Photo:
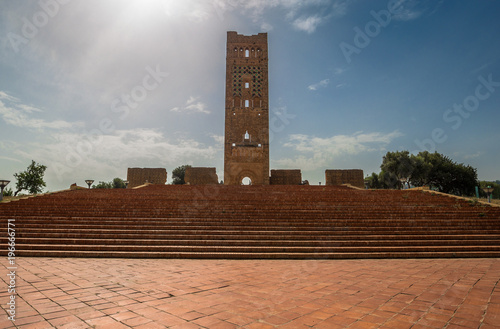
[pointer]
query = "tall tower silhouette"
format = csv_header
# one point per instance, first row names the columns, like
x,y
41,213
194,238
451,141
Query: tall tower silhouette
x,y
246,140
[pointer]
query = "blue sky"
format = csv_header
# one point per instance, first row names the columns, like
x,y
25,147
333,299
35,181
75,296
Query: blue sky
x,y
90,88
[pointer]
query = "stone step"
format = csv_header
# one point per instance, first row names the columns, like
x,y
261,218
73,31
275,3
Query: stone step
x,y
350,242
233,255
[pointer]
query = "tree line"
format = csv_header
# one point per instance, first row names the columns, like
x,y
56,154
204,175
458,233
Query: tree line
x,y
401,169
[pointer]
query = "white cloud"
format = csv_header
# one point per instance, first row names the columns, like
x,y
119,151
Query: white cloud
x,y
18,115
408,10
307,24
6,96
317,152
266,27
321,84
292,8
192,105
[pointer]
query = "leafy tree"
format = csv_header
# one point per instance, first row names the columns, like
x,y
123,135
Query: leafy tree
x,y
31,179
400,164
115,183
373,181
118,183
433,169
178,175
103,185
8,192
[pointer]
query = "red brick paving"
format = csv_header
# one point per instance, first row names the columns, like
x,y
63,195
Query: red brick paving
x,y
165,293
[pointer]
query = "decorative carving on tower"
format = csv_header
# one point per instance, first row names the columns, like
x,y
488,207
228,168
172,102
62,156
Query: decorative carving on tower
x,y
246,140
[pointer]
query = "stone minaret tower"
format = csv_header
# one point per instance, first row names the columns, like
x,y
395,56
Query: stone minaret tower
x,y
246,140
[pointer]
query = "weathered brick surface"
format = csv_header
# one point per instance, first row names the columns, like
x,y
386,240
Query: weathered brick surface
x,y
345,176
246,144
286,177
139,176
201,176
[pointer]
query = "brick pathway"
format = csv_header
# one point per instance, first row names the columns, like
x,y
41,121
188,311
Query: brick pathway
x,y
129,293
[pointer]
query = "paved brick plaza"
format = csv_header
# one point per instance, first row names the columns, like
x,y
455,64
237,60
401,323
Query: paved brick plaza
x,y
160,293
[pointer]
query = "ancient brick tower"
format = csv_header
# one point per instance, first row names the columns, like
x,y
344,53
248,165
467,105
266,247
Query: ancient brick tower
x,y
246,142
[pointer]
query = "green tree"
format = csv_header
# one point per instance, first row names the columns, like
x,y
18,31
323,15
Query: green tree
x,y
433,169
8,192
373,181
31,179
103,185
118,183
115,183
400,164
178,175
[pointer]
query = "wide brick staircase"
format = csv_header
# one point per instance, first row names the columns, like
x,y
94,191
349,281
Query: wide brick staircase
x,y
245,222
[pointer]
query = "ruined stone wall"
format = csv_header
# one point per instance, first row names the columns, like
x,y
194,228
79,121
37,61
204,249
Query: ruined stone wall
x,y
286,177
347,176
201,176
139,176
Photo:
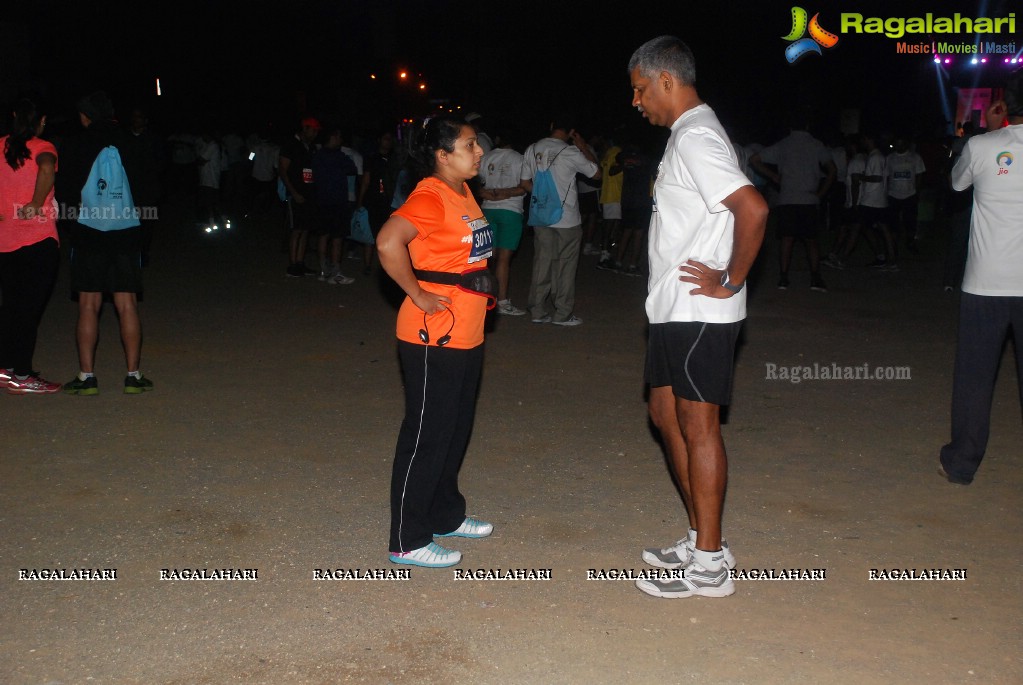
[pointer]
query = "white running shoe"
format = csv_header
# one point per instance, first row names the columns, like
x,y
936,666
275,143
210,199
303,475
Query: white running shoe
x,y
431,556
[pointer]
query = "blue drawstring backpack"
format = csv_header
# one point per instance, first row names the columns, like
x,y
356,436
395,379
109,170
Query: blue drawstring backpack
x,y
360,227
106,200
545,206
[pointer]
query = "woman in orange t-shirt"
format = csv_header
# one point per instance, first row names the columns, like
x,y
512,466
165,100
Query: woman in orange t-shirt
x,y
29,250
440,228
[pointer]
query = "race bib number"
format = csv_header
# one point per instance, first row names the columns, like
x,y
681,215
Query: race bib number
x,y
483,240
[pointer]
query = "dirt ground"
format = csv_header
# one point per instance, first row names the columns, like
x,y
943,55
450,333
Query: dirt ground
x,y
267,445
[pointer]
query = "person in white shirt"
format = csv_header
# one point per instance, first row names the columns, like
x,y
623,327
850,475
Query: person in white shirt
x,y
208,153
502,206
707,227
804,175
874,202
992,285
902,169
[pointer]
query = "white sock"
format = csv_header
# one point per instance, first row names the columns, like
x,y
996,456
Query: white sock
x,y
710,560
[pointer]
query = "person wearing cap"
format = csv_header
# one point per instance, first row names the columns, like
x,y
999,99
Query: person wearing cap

■ Your assignment ■
Please copy the data above exactly; the pictures do not belong in the copy.

■ Response box ■
Photo:
[pointer]
query = "tall tower silhouette"
format = csv_header
# one point per instance, first row names the columns, like
x,y
41,213
194,238
451,141
Query: tall tower silhouette
x,y
246,140
[pointer]
query = "blue sky"
format = csv_header
# one point per instance, first row names the columns, like
x,y
25,147
333,299
35,181
75,296
Query: blue sky
x,y
90,88
[pointer]
query = "stone step"
format = csv_header
# one point per instance, first row names the columns, like
x,y
261,218
73,31
275,3
Query: stone step
x,y
350,242
233,255
[pointer]
query = "tree line"
format = csv_header
# one point per instance, first row names the columns, like
x,y
56,154
204,175
458,233
Query: tree line
x,y
401,169
[pointer]
query = "white cloud"
format = csv_header
# one point per instance, first row names the columns, like
x,y
119,151
Query: white cloud
x,y
18,115
408,10
307,24
6,96
317,152
266,27
321,84
292,8
192,105
[pointer]
query = "leafy tree"
format = csv_header
# one point per instance, first row names the columns, like
x,y
123,135
Query: leafy tree
x,y
31,179
400,164
115,183
373,181
118,183
433,169
178,175
103,185
8,192
[pointer]
query = "red brick paving"
format = csv_header
# one point per instance, first row names the columns, like
x,y
63,195
Query: red brick paving
x,y
165,293
[pointer]
query = "decorative carving on tower"
format = csv_header
# one point per instance, first row names the columns, like
x,y
488,207
228,168
172,102
62,156
Query: decorative carving on tower
x,y
246,140
[pointer]
query = "stone minaret tower"
format = csv_header
# one point per instance, first row names the columns, like
x,y
395,56
Query: stone minaret tower
x,y
246,140
[pointer]
query = "weathered brick surface"
format = csv_header
# one point per instance, first row names the columns, like
x,y
386,240
Query: weathered brick surface
x,y
345,176
246,144
286,177
139,176
201,176
[pointer]
query = "brick pathway"
format = csv_header
# one point per instance, first row names the columns, like
x,y
41,121
188,311
Query: brick pathway
x,y
129,293
[pointer]
query = "paved brick plaza"
format = csv_header
# one point per instance, first row names the columns, like
x,y
455,64
237,60
401,323
Query: paved brick plaza
x,y
160,293
[pointer]
query = "ancient brick tower"
format = csv_header
# one point per instance, first row names the columns, like
x,y
344,53
248,165
467,105
266,247
Query: ancient brick tower
x,y
246,142
[pointer]
query = "green tree"
format = csv_header
# one point per instance, first row names the columns, like
x,y
18,31
323,15
Query: green tree
x,y
433,169
8,192
373,181
31,179
103,185
118,183
115,183
400,164
178,175
[pointer]
query = "wide brick staircase"
format = csv_header
# one point per instance, first row names the columns, like
x,y
94,191
349,281
Query: wide brick staircase
x,y
245,222
[pointer]
query = "ruined stone wall"
format = csv_header
# one point per instance, first row names the columns, like
x,y
194,228
79,121
37,61
204,249
Query: ruined stone wall
x,y
286,177
347,176
201,176
139,176
Photo:
[pointer]
query = "white running shoe"
format = csv_header
# one point per instance, first row names the columns, like
x,y
936,666
275,143
210,199
303,475
Query: white running shoe
x,y
431,556
[pointer]
query = "blue drawstring backpack"
format = csv_header
# one point per instance, first row names the columns, like
x,y
356,436
395,379
109,170
Query: blue drawstring backpack
x,y
360,227
106,200
545,206
[pointer]
query = "woman in orange t-shirt"
format = csv_header
# one point per instance, first row names the columns, like
x,y
512,466
165,100
Query: woman in orange t-shirt
x,y
29,250
440,228
[pointer]
query = "race bib number"
format = csv_header
# one point per instance, first row names the columns, like
x,y
681,215
Query: race bib number
x,y
483,240
[pointer]
query = "dirt ground"
format = csv_header
# one point per instance, first row names the columns, like
x,y
943,55
450,333
Query: dirt ground
x,y
267,445
[pointer]
query = "person in white shirt"
format = csv_header
# one point per instance, first row names the columns, like
x,y
623,327
850,475
Query: person in white shirt
x,y
208,153
502,206
707,227
804,175
874,202
992,285
902,169
[pointer]
query = "white sock"
format = csv_header
# one point per instance, first row names the columns, like
x,y
996,456
Query: white sock
x,y
710,560
[pointer]
query = "person wearing cap"
format = csv_header
# one point per instance, first row names the columns, like
x,y
999,99
Query: person wearing cap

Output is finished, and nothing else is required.